Once the cloud-controller-manager initializes this node, the kubelet removes this taint. Verify the taints are configured by using regular kubectl commads and some of the parsing and filtering capabilities that jq provides as showed below.

kubectl get nodes -o json | jq ‘[.items[] | {name: .metadata.name, taints: .spec.taints}]’
{
    "name": "k8s-worker-01",
    "taints": [
      {
        "effect": "NoSchedule",
        "key": "node.cloudprovider.kubernetes.io/uninitialized",
        "value": "true"
      }
    ]
  },
<skipped...>

Once the nodes are properly tainted we can install the vSphere cloud-controller-manager. Note CPI is tied to the specific kubernetes version we are running. In this particular case I am running k8s version 1.24. Get the corresponding manifest from the official cloud-provider-vsphere github repository using below commands.

VERSION=1.24
wget https://raw.githubusercontent.com/kubernetes/cloud-provider-vsphere/master/releases/v$VERSION/vsphere-cloud-controller-manager.yaml

Now edit the downloaded yaml file and locate the section where a Secret object named vsphere-cloud-secret is declared. Change the highlighted lines to match your environment settings. Given the fact this intents to be a lab environment and for the sake of simplicity, I am using a full-rights administrator account for this purpose. Make sure you should follow best practiques and create minimum privileged service accounts if you plan to use it in a production environment. Find here the full procedure to set up specific roles and permissions.

vi vsphere-cloud-controller-manager.yaml (Secret)
apiVersion: v1
kind: Secret
metadata:
  name: vsphere-cloud-secret
  labels:
    vsphere-cpi-infra: secret
    component: cloud-controller-manager
  namespace: kube-system
  # NOTE: this is just an example configuration, update with real values based on your environment
stringData:
  172.25.3.3.username: "[email protected]"
  172.25.3.3.password: "<useyourpasswordhere>"

In the same way, locate a ConfigMap object called vsphere-cloud-config and change relevant settings to match your environment as showed below:

vi vsphere-cloud-controller-manager.yaml (ConfigMap)

• [GIVEN RECORDS]:
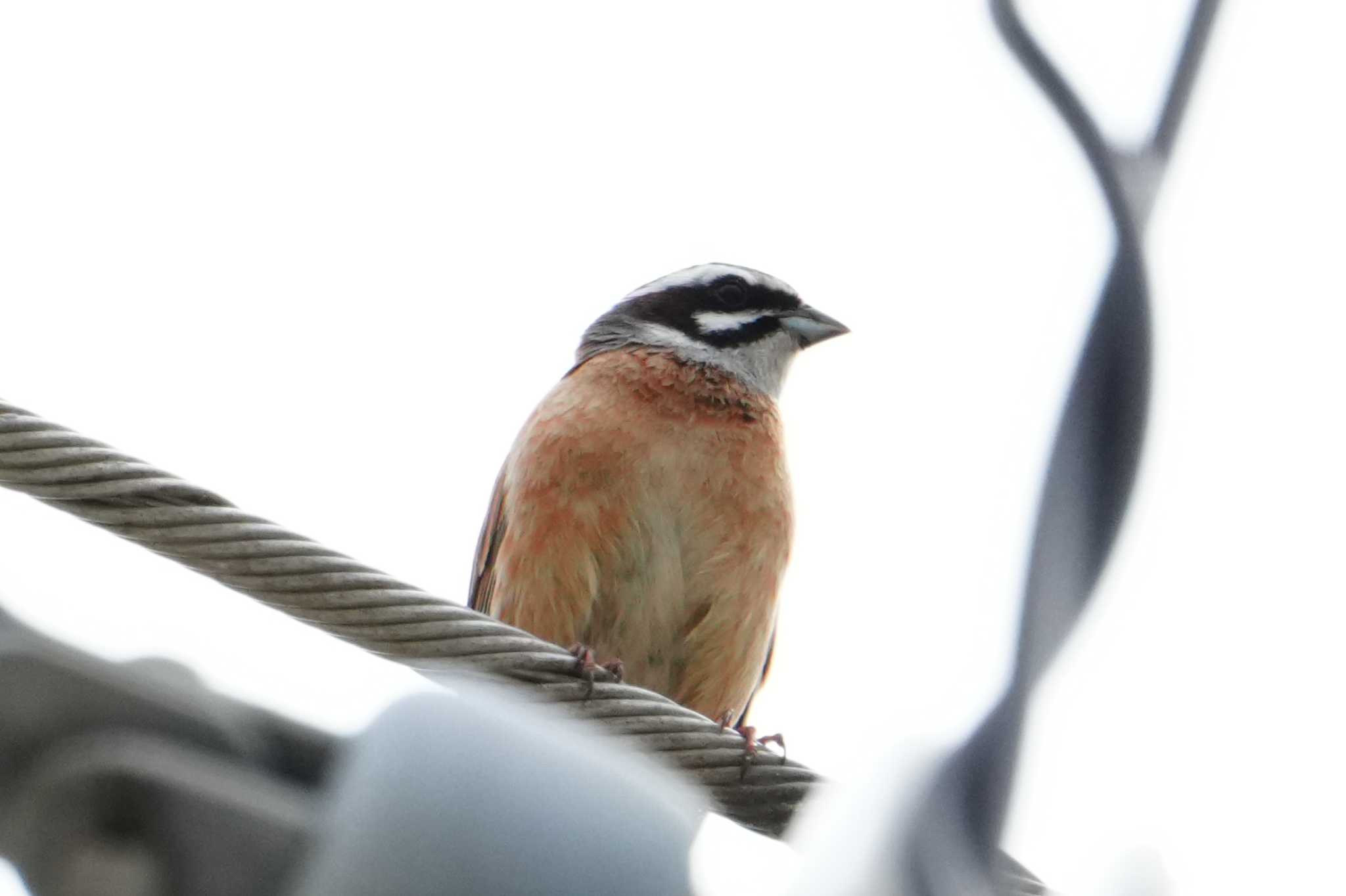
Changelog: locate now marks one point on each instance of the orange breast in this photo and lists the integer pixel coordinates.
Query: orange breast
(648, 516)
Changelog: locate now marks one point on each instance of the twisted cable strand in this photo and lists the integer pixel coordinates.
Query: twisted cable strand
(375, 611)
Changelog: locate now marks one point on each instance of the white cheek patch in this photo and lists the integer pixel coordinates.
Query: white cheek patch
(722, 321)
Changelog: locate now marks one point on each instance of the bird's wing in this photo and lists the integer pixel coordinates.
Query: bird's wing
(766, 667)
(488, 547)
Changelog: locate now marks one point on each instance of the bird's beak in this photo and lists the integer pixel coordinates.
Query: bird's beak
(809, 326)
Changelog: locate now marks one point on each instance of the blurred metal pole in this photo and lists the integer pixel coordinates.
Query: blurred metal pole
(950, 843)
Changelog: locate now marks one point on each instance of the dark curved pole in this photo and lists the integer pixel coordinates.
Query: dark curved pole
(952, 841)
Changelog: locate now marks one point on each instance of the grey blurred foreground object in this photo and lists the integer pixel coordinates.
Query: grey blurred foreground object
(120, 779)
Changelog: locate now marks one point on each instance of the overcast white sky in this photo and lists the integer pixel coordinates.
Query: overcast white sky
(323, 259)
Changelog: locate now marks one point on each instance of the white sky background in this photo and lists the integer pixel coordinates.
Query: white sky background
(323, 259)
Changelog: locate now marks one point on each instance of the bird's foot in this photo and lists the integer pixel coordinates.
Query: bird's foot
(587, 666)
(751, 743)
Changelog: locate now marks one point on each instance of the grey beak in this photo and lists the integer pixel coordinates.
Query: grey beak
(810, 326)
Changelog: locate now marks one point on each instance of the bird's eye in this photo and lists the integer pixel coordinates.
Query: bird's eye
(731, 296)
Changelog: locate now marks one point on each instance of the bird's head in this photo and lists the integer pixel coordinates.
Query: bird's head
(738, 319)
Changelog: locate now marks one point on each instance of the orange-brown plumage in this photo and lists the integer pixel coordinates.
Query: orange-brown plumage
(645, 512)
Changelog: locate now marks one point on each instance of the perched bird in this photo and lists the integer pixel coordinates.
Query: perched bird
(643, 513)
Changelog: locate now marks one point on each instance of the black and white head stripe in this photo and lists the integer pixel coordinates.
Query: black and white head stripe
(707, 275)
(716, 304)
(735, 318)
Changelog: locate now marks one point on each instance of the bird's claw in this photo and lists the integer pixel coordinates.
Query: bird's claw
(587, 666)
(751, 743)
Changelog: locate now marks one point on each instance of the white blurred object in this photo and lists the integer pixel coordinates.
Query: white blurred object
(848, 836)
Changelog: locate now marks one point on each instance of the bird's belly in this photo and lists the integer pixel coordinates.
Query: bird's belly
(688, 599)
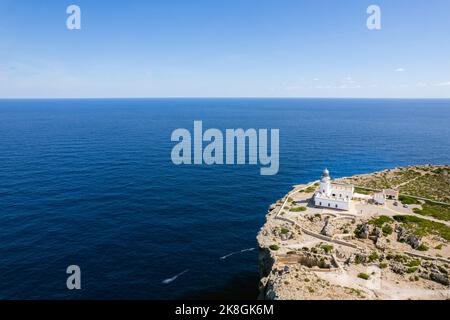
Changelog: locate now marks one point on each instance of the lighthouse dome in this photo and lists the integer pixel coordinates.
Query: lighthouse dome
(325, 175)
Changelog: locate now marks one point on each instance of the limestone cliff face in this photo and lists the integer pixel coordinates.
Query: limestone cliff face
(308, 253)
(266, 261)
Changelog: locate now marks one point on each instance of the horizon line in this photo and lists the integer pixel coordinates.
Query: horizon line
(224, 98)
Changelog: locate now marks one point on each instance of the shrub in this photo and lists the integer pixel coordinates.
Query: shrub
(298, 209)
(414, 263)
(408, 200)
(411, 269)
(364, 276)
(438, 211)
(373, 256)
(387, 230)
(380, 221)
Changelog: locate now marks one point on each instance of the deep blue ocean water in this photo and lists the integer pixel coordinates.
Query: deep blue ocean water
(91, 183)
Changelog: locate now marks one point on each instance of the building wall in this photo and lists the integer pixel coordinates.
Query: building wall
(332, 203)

• [TASKS TO COMPLETE]:
#1 Duplicate the passage of the vSphere setup text between "In the same" and "vi vsphere-cloud-controller-manager.yaml (ConfigMap)", inclusive.
#2 For each statement, answer yes or no according to the vSphere setup text, and quote the words from it that decide the answer: (a) The author is running Kubernetes version 1.24. (b) The Secret object to edit in the downloaded file is named vsphere-cloud-config. (c) The kubelet adds the taint once the cloud-controller-manager initializes the node.

• [REPLIES]:
#1
In the same way, locate a ConfigMap object called vsphere-cloud-config and change relevant settings to match your environment as showed below:

vi vsphere-cloud-controller-manager.yaml (ConfigMap)

#2
(a) Yes: "In this particular case I am running k8s version 1.24."
(b) No: "locate the section where a Secret object named vsphere-cloud-secret is declared"
(c) No: "Once the cloud-controller-manager initializes this node, the kubelet removes this taint."